Items listed in a dataset:
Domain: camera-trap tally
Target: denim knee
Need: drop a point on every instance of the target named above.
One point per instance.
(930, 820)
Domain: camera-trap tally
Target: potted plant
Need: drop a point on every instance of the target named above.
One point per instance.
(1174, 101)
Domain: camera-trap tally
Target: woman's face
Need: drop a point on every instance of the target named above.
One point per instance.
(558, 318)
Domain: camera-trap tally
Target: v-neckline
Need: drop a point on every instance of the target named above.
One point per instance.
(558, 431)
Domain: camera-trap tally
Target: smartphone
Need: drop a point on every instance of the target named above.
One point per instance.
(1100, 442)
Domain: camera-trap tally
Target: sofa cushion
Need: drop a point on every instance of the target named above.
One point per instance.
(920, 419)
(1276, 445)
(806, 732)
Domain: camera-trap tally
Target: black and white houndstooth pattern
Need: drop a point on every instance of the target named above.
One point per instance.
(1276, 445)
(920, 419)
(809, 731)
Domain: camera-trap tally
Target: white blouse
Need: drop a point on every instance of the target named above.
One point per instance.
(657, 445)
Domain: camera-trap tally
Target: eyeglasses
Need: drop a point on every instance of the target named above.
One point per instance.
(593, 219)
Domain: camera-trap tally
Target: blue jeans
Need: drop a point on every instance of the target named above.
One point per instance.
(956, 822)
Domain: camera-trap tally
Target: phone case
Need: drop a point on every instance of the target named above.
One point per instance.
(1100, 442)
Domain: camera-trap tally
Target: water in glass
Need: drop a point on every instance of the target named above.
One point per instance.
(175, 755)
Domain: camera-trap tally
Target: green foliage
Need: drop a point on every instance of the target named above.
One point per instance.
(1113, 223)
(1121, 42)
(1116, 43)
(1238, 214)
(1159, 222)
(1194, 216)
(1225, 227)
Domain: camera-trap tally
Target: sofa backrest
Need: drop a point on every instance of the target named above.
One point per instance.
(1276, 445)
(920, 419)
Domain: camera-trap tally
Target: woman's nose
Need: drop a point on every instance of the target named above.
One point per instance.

WHAT YOU NEED TO DO
A single figure is required: the number of lines in the data where the word "woman" occurs.

SOLUTION BELOW
2